— WORK TO COMPLETE —
In the blog posts, what is the sixteen-year-old daughter's bank account for?

Monday 26 October 2015

Sisters

     As a parent there is nothing more wonderful than seeing your children interact with each other in a gentle, loving manner. It can almost be surprising to witness this type of exchange, particularly when they were mercilessly, endlessly squabbling just minutes ago. It can hopefully give you a glimpse into their future relationship and makes the whole world seem like a more peaceful, caring place. I came across our daughters chatting with one another while one was taking a bath. Earlier one daughter had given the other a "makeover" and they had so much fun with it that you could not imagine a harsh word between them again. Just wait five minutes!
     When one of your children has extraordinary needs, your typical child must grow up faster. In our case our younger child has had to learn to care for and look after her older sister. She has timed seizures, brought medication and replenished water. The tables are turned, birth order becomes irrelevant and that does not always seem fair or right. A workshop a friend had recently attended featured a panel of siblings of special needs kids. One of the comments from a panel-member that stood out for her was the desire to have had a typical sibling as well as their special needs sibling: someone to share their experience with, to bounce ideas around, to talk about their lives. Those things are harder to do with a developmentally challenged brother or sister who may not want to or be able to engage in such philosophical or existential discussions.
     When I witness the love and affection that exists between our daughters I am gladdened and not so worried. As an older parent I am more than concerned about our additional needs child. I can save money for her future but who will look out for her, support her, give her help when I am gone? These are questions that I suppose must be left in God's capable hands. What cheers me is looking around my own kitchen table and realizing that He will have some help.




Tuesday 20 October 2015

Better

   



     Our daughter seems to be having these very small, very short complex partial seizures which are over in a minute or less. Unfortunately these call into question a couple of falls that she had this summer; we now suspect that they were more of these tiny seizures. The good thing about them is that they are not the massively dangerous, drop-to-the-ground five minute tonic clinic seizures that have dominated our daughter's life with epilepsy. The bad thing is that they are seizures and they are still happening. And of course, if she is standing at the time they occur, she falls, which can be very serious. She has been fortunate not to have broken any bones or teeth so far. Even so our daughter is disheartened by having to start counting the days again. As a sixteen year old she has dreams of buying and driving her own car; she has had a bank account for that express purpose ever since we can remember. So starting over at being one day seizure-free is quite depressing but she is not down for long. Our daughter is wonderfully cheerful despite her challenges.

— MATERIAL SHOWN —
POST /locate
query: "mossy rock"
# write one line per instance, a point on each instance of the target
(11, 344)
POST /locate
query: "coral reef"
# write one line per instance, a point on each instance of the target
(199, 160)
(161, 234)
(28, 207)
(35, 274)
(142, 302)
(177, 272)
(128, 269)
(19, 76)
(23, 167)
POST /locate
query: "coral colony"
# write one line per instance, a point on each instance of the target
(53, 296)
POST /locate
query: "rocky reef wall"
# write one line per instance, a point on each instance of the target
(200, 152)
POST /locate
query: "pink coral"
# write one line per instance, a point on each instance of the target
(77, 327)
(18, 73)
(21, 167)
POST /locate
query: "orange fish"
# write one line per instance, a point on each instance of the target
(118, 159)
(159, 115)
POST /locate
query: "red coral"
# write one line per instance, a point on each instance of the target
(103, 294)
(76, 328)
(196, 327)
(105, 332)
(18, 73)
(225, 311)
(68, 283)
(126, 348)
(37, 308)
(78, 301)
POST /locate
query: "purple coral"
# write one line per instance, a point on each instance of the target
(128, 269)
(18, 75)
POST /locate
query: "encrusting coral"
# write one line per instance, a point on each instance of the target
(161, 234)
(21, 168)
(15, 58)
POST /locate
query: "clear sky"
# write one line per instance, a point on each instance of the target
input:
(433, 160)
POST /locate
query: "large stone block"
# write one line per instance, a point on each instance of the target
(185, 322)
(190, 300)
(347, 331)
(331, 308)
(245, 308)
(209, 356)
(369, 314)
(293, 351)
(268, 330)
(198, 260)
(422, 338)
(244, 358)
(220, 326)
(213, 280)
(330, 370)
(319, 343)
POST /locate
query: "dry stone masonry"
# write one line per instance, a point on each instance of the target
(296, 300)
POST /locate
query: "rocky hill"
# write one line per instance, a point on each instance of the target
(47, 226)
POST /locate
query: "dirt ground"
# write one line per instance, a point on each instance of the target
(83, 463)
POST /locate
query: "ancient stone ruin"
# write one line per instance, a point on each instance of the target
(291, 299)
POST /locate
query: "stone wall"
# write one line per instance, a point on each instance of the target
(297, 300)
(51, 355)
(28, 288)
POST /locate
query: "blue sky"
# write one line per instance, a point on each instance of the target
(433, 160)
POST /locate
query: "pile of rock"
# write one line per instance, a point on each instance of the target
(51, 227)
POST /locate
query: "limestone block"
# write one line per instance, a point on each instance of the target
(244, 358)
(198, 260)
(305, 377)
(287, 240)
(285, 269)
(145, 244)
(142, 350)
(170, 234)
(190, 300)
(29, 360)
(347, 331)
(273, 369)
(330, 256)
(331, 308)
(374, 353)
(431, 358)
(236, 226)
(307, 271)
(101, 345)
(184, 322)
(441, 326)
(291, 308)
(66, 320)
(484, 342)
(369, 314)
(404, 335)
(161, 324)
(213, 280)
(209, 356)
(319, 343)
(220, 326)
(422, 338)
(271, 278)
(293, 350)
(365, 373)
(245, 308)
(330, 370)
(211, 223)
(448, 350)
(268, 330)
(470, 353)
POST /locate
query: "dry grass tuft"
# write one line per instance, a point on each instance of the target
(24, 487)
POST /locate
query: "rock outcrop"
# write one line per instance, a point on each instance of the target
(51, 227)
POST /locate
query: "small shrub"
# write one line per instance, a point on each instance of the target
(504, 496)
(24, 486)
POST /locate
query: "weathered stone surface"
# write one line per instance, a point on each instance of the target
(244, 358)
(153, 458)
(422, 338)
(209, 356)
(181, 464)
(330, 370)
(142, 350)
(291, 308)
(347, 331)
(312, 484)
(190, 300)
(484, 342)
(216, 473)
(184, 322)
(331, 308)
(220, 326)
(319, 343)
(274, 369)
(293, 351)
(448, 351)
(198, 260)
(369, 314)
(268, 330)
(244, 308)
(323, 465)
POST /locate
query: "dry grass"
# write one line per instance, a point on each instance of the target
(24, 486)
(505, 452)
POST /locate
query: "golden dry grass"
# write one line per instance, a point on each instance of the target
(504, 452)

— OUTPUT FOR THIS EXERCISE —
Buying and driving her own car.